Service: When Required.

Except as otherwise provided in these rules, every order required by its terms to be served, every pleading subsequent to the original complaint unless the court otherwise orders because of numerous defendants, every paper relating to discovery required to be served upon a party unless the court otherwise orders, every written motion other than one which may be heard ex parte, and every written notice, appearance, demand, offer of judgment, designation of record on appeal, and similar paper shall be served upon each of the parties. No service need be made on parties in default for failure to appear except that pleadings asserting new or additional claims for relief against them shall be served upon them in the manner provided for service of summons in Rule 4.

Service: How Made.

Whenever under these rules service is required or permitted to be made upon a party represented by an attorney the service shall be made upon the attorney unless personal service upon the party is ordered by the court. A resident attorney, on whom pleadings and other papers may be served, shall be associated as attorney of record with any foreign attorney practicing in any courts of this state. Service upon the attorney or upon a party shall be made by delivering a copy to the attorney or by mailing it to him at his address as given in the pleadings or by sending it via facsimile machine transmission to a facsimile number if one is designated in the pleadings, or if no pleading has been filed, or no address is given therein, then at his last known address or, if no address is known, by leaving it with the clerk of the court. Delivery of a copy within this Rule means: Handing it to the attorney or to the party; or leaving it at his office with the attorney’s clerk or other person in charge thereof; or, if there is no one in charge, leaving it in a conspicuous place therein; or, if the office is closed or the person to be served has no office, leaving it at the person’s dwelling house or usual place of abode with some member of the family over the age of eighteen years then residing therein. Service by mail is complete upon mailing.

Service: Numerous Defendants.

In any action in which there are unusually large numbers of defendants, the court, upon motion or of its own initiative, may order that service of the pleadings of the defendants and replies thereto need not be made as between the defendants and that any cross-claim, counterclaim, or matter constituting an avoidance or affirmative defense contained therein shall be deemed to be denied or avoided by all other parties and that the filing of any such pleading and service thereof upon the plaintiff constitutes due notice of it to the parties. A copy of every such order shall be served upon the parties in such manner and form as the court directs.

# Raw data
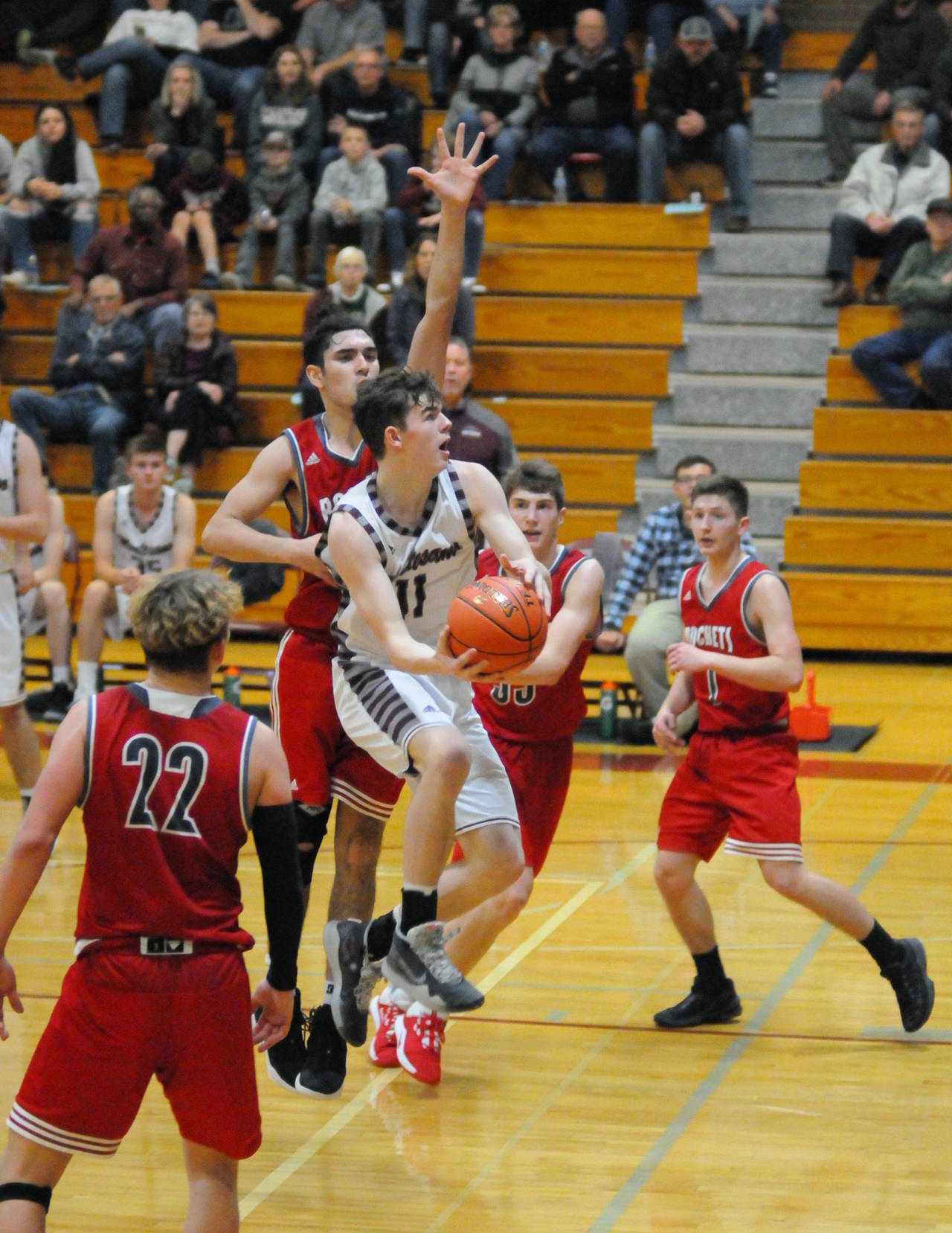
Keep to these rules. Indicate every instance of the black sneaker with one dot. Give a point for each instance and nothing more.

# Task brief
Rewrite the service rules starting with "Except as otherwise" and going on through "summons in Rule 4.", renaming "parties" as "litigants". The data above is separate material from the service rules.

# Response for this exercise
Except as otherwise provided in these rules, every order required by its terms to be served, every pleading subsequent to the original complaint unless the court otherwise orders because of numerous defendants, every paper relating to discovery required to be served upon a party unless the court otherwise orders, every written motion other than one which may be heard ex parte, and every written notice, appearance, demand, offer of judgment, designation of record on appeal, and similar paper shall be served upon each of the litigants. No service need be made on litigants in default for failure to appear except that pleadings asserting new or additional claims for relief against them shall be served upon them in the manner provided for service of summons in Rule 4.